__任务说明__:
请原样输出下方这篇关于可变形卷积用法的帖子的全文，不得有任何改动。

__提取文本__:
******
Deformable Convolution

请问一下各位大佬,我的可变形卷积层的用法对不对啊,每次用可变形卷积替代原有的卷积层的时候,网络都不收敛,无法学习,准确率一直都是自己瞎猜,无法去训练,求助各路大神!!

conv4_1 = mx.symbol.Convolution(
data=pool3, kernel=(3, 3), pad=(1, 1), num_filter=512, name=“conv4_1”)
bn4_1 = mx.sym.BatchNorm(data=conv4_1, name=“bn4_1”, use_global_stats=True, fix_gamma=False)
relu4_1 = mx.symbol.Activation(data=bn4_1, act_type=“relu”, name=“relu4_1”)

可变形卷积层

conv_offset4_2 = mx.symbol.Convolution(name=‘conv_offset4_2’, data=relu4_1,
num_filter=18, pad=(1, 1),
kernel=(3, 3), stride=(1, 1))
dcn4_2 = mx.contrib.sym.DeformableConvolution(data=relu4_1, name=“dcn4_2”,
offset=conv_offset4_2, pad=(1, 1),
kernel=(3, 3), num_filter=512,
num_deformable_group=1, no_bias=True)
******
__数据集内容__:
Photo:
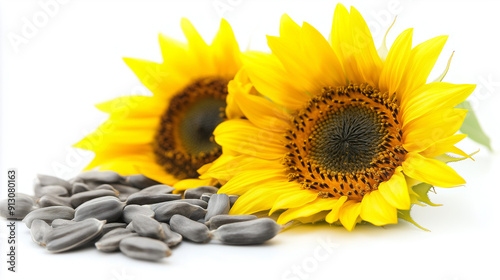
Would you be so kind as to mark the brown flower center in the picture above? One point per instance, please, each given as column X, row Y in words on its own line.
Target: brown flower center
******
__参考答案__:
Deformable Convolution

请问一下各位大佬,我的可变形卷积层的用法对不对啊,每次用可变形卷积替代原有的卷积层的时候,网络都不收敛,无法学习,准确率一直都是自己瞎猜,无法去训练,求助各路大神!!

conv4_1 = mx.symbol.Convolution(
data=pool3, kernel=(3, 3), pad=(1, 1), num_filter=512, name=“conv4_1”)
bn4_1 = mx.sym.BatchNorm(data=conv4_1, name=“bn4_1”, use_global_stats=True, fix_gamma=False)
relu4_1 = mx.symbol.Activation(data=bn4_1, act_type=“relu”, name=“relu4_1”)

可变形卷积层

conv_offset4_2 = mx.symbol.Convolution(name=‘conv_offset4_2’, data=relu4_1,
num_filter=18, pad=(1, 1),
kernel=(3, 3), stride=(1, 1))
dcn4_2 = mx.contrib.sym.DeformableConvolution(data=relu4_1, name=“dcn4_2”,
offset=conv_offset4_2, pad=(1, 1),
kernel=(3, 3), num_filter=512,
num_deformable_group=1, no_bias=True)